[Questions to answer]
(A) According to the environmental health text, which groups are particularly prone to environmental health risks?
(B) Reproduce the environmental health text from "Preventing Environmental Health" to "improperly prepared food.".

[Page text]
Environmental health refers to non-infectious factors in people's environments that affect their health. This includes such things as the purity of drinking water, the quality of air that is breathed and the presence of mold or toxic chemicals within a home. These and many more environmental factors play a role in people's health and can cause illness. Some environmental health factors are harder on some people than on others. Children, the elderly and people with disabilities, for instance, are particularly prone to environmental health risks.

Preventing Environmental Health Problems

The U.S. Centers for Disease Control and Prevention (CDC) has a National Center for Environmental Health that attempts to identify, spread awareness of and prevent environmental health problems.

One major area of environmental health concern is air quality as problems can create breathing difficulties. Air pollution, asthma, asbestos exposure and carbon monoxide poisoning are just a few of the issues that can be related to the air that people breathe.

Food safety is another area of concern when it comes to environmental health. A variety of food-borne illnesses can occur at restaurants or at home as a result of contaminated, poorly cleaned or improperly prepared food.

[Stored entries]

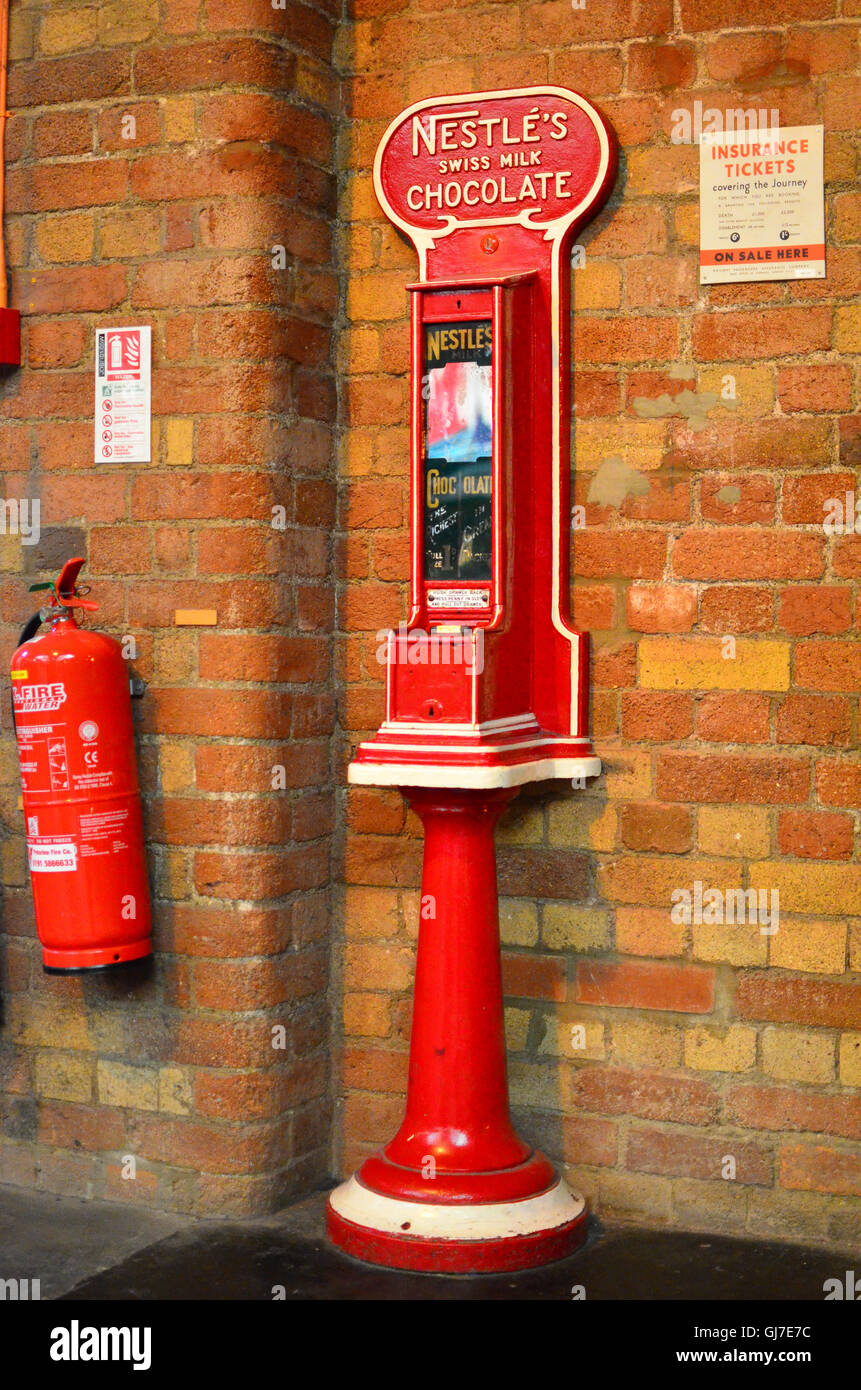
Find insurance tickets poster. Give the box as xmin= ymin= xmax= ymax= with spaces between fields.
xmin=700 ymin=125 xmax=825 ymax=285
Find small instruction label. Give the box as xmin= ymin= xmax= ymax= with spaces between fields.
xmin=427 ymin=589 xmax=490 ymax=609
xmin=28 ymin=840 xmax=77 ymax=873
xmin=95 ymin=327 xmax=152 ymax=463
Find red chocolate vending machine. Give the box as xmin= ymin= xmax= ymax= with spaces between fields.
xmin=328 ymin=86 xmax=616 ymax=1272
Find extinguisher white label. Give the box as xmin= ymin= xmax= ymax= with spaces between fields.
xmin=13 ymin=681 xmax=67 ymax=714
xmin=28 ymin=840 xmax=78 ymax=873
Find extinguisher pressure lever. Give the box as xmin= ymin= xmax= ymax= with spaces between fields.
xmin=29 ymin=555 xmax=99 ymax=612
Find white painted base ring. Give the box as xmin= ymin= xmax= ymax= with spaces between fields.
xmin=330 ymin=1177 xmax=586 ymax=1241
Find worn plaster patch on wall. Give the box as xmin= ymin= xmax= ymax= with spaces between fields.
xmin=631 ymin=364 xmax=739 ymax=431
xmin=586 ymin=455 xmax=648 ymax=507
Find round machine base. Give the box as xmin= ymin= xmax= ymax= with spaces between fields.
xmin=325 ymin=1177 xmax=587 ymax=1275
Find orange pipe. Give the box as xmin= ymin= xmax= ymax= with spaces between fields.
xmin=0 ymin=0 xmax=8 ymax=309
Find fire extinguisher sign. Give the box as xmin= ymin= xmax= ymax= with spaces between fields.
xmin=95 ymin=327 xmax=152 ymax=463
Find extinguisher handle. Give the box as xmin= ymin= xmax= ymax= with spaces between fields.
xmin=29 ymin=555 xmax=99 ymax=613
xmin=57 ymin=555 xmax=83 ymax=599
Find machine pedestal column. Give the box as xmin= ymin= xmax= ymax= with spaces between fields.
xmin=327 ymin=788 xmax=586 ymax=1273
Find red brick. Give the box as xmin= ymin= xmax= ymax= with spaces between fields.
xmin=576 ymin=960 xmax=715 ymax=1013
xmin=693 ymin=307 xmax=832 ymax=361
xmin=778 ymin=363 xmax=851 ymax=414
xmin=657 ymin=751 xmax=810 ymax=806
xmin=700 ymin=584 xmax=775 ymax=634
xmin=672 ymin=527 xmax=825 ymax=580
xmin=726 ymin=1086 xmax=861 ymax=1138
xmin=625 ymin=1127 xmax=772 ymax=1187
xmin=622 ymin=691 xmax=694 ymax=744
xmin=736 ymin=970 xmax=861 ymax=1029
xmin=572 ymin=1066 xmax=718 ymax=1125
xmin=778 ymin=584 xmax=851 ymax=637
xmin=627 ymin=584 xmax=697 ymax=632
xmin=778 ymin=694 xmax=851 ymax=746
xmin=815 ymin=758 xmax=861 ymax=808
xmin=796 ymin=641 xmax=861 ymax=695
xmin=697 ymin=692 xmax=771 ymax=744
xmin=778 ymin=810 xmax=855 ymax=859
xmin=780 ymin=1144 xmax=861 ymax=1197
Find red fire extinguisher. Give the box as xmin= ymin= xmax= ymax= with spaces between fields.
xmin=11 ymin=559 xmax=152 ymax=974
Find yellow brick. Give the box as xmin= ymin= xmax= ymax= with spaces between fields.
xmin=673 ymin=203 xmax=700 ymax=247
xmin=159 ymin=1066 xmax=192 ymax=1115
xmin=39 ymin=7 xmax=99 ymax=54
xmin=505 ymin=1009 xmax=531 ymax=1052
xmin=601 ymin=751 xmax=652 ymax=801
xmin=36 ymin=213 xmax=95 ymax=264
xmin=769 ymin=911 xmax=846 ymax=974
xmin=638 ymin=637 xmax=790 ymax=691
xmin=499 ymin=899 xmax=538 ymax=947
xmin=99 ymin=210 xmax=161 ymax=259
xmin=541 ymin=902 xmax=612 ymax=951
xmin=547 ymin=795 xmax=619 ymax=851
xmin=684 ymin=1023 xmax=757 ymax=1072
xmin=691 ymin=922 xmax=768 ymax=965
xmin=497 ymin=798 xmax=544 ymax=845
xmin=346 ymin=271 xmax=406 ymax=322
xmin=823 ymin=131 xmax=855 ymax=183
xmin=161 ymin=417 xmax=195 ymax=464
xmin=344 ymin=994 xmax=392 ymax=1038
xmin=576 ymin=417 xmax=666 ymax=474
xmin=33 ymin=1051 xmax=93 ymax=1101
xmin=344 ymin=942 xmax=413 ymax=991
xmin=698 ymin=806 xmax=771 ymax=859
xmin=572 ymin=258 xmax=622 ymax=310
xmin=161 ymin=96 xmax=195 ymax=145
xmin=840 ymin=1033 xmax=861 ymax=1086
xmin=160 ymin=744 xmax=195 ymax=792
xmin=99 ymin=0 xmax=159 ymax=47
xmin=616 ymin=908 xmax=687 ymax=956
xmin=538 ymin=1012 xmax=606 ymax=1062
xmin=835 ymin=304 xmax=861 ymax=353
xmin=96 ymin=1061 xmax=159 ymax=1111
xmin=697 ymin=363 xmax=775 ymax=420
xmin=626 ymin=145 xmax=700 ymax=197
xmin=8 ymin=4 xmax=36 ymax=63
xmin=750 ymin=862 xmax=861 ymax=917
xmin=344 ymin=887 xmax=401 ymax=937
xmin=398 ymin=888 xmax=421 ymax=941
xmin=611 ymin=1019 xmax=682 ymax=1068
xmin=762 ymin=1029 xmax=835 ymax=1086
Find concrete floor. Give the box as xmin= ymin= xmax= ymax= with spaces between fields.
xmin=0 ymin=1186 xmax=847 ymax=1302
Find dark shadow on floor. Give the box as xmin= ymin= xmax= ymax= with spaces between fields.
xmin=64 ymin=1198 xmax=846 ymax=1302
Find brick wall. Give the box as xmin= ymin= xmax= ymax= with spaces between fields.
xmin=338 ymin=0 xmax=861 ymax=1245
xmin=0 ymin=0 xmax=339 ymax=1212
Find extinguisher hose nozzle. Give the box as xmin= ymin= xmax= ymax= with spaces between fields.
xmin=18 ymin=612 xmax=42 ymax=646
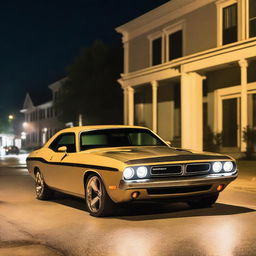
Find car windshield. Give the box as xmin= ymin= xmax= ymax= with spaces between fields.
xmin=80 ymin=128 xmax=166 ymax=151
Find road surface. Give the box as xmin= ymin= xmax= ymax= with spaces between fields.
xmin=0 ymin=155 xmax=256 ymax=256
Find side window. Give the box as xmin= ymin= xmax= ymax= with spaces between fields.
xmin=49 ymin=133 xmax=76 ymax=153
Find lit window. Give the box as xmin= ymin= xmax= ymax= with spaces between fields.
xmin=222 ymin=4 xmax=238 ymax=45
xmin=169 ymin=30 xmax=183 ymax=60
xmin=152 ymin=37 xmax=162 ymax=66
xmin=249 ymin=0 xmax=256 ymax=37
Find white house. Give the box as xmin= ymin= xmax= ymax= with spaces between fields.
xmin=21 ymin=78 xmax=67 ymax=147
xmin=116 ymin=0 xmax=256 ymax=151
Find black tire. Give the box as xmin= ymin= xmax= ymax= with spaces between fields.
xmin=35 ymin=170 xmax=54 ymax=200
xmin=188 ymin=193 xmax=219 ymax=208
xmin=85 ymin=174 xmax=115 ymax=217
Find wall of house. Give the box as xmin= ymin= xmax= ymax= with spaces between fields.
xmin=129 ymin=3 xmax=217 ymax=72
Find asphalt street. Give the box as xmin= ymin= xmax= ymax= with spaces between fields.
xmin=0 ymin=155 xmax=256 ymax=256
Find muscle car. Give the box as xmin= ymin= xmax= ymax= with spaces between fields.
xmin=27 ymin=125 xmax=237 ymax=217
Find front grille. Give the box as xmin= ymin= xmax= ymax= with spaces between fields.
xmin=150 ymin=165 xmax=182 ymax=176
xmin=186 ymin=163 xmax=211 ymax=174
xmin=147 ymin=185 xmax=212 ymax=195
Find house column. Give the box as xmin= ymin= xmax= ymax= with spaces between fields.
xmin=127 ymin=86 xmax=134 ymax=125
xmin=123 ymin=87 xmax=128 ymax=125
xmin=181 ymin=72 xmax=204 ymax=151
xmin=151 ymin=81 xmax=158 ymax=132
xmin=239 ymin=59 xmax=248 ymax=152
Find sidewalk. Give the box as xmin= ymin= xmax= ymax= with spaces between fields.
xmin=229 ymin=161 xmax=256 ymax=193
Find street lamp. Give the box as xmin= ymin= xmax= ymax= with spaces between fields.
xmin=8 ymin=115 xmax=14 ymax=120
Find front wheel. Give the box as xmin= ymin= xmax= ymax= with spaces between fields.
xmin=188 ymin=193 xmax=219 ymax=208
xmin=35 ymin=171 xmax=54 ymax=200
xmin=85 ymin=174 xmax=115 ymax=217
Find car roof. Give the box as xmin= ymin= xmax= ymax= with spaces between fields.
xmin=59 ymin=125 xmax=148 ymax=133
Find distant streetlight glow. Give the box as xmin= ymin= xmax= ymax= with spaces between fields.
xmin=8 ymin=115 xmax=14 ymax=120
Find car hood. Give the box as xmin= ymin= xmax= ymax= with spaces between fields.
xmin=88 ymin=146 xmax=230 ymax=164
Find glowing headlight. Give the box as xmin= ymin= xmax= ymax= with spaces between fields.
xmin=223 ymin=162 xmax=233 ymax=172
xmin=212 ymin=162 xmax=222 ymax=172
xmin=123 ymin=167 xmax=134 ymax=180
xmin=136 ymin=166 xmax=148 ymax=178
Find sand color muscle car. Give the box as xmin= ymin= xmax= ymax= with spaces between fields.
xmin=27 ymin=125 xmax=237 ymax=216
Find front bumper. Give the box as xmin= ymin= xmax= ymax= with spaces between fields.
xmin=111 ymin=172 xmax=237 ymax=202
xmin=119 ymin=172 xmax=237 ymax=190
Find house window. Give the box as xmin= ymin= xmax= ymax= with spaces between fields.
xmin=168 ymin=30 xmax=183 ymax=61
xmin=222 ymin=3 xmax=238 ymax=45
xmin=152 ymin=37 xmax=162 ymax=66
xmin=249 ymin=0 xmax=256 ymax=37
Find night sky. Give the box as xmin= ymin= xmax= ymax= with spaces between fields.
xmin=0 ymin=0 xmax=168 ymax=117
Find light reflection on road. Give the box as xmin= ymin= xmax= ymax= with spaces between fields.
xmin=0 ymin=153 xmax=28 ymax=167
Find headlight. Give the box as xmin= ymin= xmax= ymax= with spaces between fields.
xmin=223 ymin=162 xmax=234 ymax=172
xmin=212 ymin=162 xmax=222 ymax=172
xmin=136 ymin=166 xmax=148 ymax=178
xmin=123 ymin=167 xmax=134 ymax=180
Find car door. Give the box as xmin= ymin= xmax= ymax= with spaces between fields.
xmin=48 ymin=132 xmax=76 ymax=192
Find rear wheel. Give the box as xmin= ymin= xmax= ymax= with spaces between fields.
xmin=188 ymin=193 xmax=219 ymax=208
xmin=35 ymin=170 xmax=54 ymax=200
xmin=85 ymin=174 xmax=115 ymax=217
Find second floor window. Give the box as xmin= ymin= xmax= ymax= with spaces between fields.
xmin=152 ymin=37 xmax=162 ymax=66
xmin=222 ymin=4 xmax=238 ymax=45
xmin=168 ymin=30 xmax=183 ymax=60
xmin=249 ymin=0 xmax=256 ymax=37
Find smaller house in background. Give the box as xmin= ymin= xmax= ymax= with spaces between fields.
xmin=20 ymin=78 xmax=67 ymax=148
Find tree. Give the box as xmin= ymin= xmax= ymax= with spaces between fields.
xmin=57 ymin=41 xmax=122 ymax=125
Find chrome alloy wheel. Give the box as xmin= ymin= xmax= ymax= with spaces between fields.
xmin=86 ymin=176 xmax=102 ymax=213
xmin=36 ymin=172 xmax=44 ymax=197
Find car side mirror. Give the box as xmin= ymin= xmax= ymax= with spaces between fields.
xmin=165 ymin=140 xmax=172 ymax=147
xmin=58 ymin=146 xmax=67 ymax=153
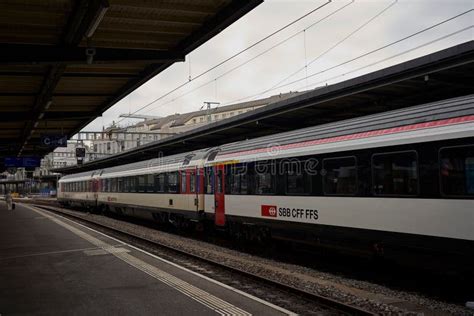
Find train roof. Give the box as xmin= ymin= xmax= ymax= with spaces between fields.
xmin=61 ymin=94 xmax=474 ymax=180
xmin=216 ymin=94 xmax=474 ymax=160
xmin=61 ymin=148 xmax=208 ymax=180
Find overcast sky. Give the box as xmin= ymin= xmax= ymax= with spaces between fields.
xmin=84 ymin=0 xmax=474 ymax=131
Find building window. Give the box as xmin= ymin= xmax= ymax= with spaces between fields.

[Exercise answers]
(A) Children, the elderly and people with disabilities.

(B)
Preventing Environmental Health Problems

The U.S. Centers for Disease Control and Prevention (CDC) has a National Center for Environmental Health that attempts to identify, spread awareness of and prevent environmental health problems.

One major area of environmental health concern is air quality as problems can create breathing difficulties. Air pollution, asthma, asbestos exposure and carbon monoxide poisoning are just a few of the issues that can be related to the air that people breathe.

Food safety is another area of concern when it comes to environmental health. A variety of food-borne illnesses can occur at restaurants or at home as a result of contaminated, poorly cleaned or improperly prepared food.